## start Selected text

An adventure shares many of the features of a novel, a movie, an issue of a comic, or an episode of a TV show. Comic series and serialized TV dramas are particularly good comparisons because of the way individual adventures are limited in scope but blend together (to some degree) to create a larger narrative. If an adventure is a single episode or season of a series, a campaign is the series as a whole.
But while it’s worthwhile to compare an adventure to these other forms of storytelling, remember that an adventure isn’t a complete story until you play it. Your players are coauthors of the story with you, and the events of the story shouldn’t be predetermined; the actions of the players’ characters have to matter. For example, if a major villain shows up before the end of the adventure, the adventure should allow for the possibility that the heroes defeat that villain. Otherwise, players can feel as if they’ve been railroaded—set onto a course that has only one destination or outcome, no matter how hard they try to change it.
You might find it helpful to think about an adventure not as a narrative that arcs from beginning to end with little chance for deviation, but more in terms of situations that you are presenting to the characters. The adventure unfolds organically from the players’ responses to the situations you present.

## end Selected text
## start Recorded information

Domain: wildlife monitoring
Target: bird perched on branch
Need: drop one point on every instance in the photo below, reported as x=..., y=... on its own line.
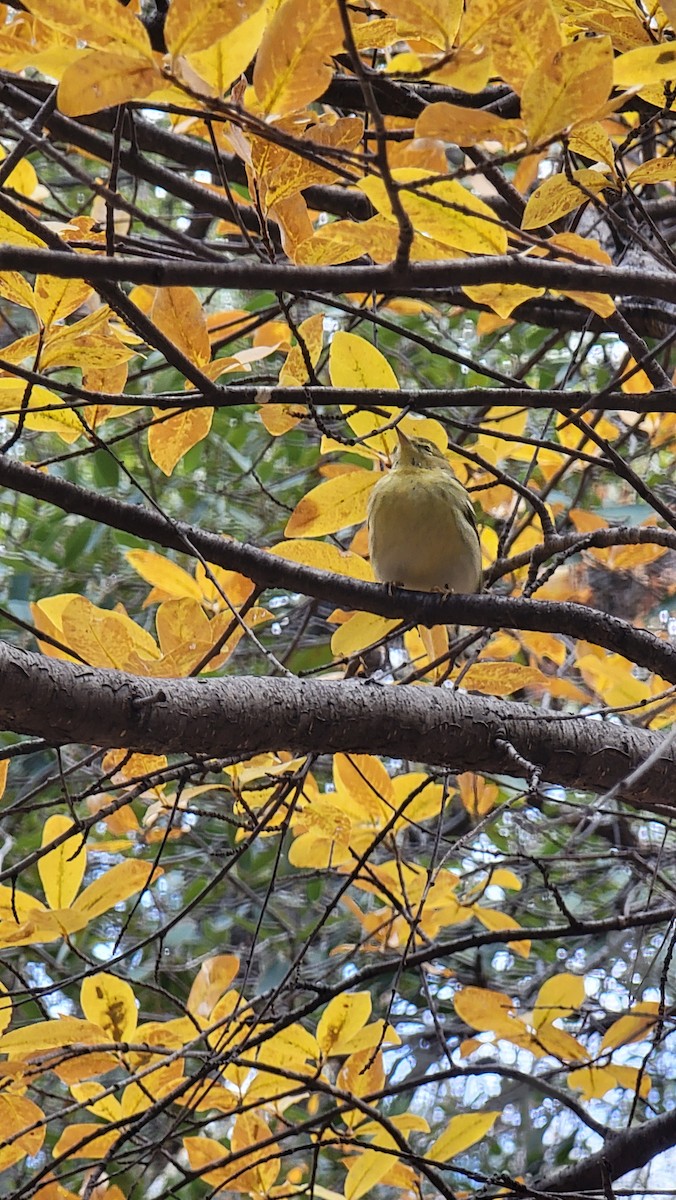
x=422, y=528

## end Recorded information

**Short exercise**
Carry on the passage about building tabletop adventures, starting right after its last sentence. The material plays no part in this work.

**Result of the task**
One way to start brainstorming an adventure is to imagine a situation that might pique the characters’ interest. For some D&D players, a rumor of a dungeon filled with treasure is enough of a premise to launch an adventure. A brewing war between two small nations, the death of a leader and the accession of a new one, a migration of dangerous monsters, the appearance of a comet, and the opening of a portal to another plane of existence are other situations that could lead to adventure.
A simple premise might also boil down to “a magic item that the characters want is hidden away in a dungeon.” Browsing the magic items in chapter 7 can inspire you to create a simple adventure seed.
Using Published Adventures
A published adventure includes a pregenerated scenario with the maps, NPCs, monsters, and treasures you need to run it. This allows you to focus your preparation time on plot developments that arise from the characters’ actions.
You can adjust a published adventure so it better suits your campaign and appeals to your players. For example, you can replace the villain of an adventure with one the players have already encountered in your campaign, or add details from your campaign setting so the adventure involves your players’ characters in ways that the adventure’s designer never could have imagined.
Published adventures also provide inspiration for your own adventures. You can even take a part of an adventure and incorporate it into a different one. For example, you might use a map of a temple but repopulate it with monsters of your choice, or you might use a chase sequence as a model for a pursuit scene in your campaign.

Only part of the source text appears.